Raw data:
------------------------------------------------------------
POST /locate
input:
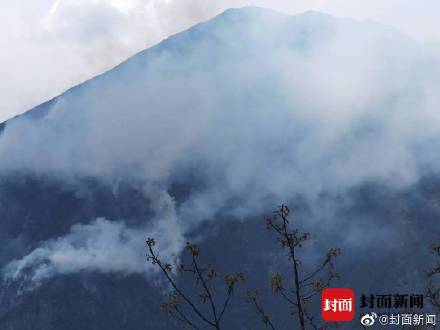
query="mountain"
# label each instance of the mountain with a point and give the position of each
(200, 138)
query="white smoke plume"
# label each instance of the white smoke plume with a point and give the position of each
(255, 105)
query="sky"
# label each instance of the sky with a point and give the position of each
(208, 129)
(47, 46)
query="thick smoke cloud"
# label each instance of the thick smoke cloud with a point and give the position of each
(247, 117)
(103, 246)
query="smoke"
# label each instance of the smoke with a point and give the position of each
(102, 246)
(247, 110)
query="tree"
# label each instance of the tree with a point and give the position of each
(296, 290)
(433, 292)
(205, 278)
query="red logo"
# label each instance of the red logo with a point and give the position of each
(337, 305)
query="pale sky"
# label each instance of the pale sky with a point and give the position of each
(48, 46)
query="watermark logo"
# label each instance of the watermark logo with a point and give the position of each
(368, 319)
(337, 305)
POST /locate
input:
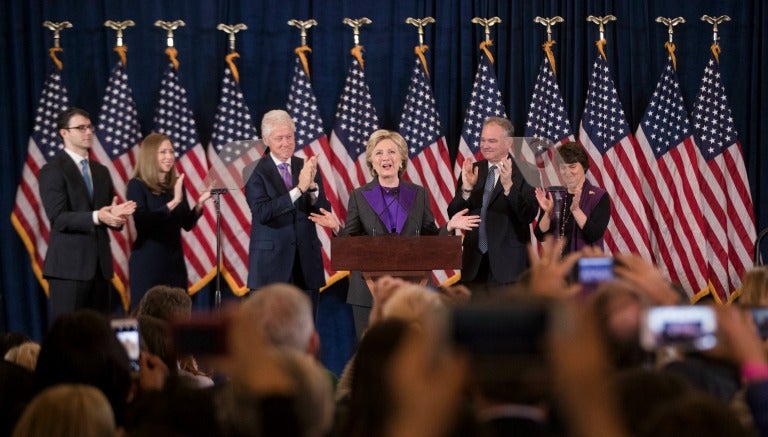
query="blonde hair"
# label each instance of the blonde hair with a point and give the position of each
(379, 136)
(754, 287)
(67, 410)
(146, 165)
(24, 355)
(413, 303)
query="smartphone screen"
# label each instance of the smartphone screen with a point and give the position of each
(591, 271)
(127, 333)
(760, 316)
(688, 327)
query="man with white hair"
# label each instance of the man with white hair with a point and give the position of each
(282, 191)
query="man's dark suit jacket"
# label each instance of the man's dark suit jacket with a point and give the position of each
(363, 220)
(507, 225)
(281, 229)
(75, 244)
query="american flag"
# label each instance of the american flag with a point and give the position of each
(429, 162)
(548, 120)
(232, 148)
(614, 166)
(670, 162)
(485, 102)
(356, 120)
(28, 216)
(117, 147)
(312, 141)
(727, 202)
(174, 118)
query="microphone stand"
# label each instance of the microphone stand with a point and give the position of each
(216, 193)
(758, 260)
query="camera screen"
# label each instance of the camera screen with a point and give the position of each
------------------------------------------------------------
Given problem:
All of the lines above should be retyped precisely, apart from the pictures.

Task output:
POST /locate
input:
query="mountain"
# label each instance of the mountain with a point and give the position of each
(200, 138)
query="white smoke plume"
# label each instance of the white smoke plume with a point and give the position of each
(255, 105)
query="sky"
# label each instance of the sky with a point and give the position of each
(208, 129)
(47, 46)
query="thick smoke cloud"
# label each instance of the thick smoke cloud with a point and give the position of each
(247, 117)
(103, 246)
query="smoke"
# label each instance of the smoke with a point and give the position of each
(102, 246)
(247, 110)
query="tree"
# label each instance of the tree with a point and give the position of each
(296, 290)
(433, 292)
(205, 278)
query="red logo"
# label each instance of the red logo with a point and give the position of each
(337, 305)
query="pale sky"
# label each instance of the pale sky with a point and give the position of each
(48, 46)
query="watermark logo"
# label each instance of the watermark logo with a point and give the position of each
(368, 319)
(337, 305)
POST /locate
input:
query="blonde hair"
# label each instance of the blonde hair with a point and give the position of each
(379, 136)
(754, 287)
(67, 410)
(146, 165)
(24, 355)
(413, 303)
query="smartphone screen"
# label each instance of the smartphone screen with a point and give the position of each
(591, 271)
(127, 333)
(760, 316)
(688, 327)
query="man with white hair"
# label each instance of the man with white hair with a point and give the position of each
(282, 191)
query="man's dark suit jacket"
# label each instance of the man's dark suit jacket with a point and give the position of each
(363, 220)
(507, 225)
(281, 229)
(75, 244)
query="american flag"
# label each instance of the american flag with a point and give the position of each
(429, 162)
(548, 120)
(232, 148)
(614, 166)
(670, 162)
(485, 102)
(356, 120)
(28, 216)
(117, 147)
(312, 141)
(727, 202)
(174, 118)
query="microphone stand"
# label each instance of the microphone stand with a point and give the position of each
(216, 193)
(758, 260)
query="camera screen"
# label each instance of the camera screen with a point and give the position of each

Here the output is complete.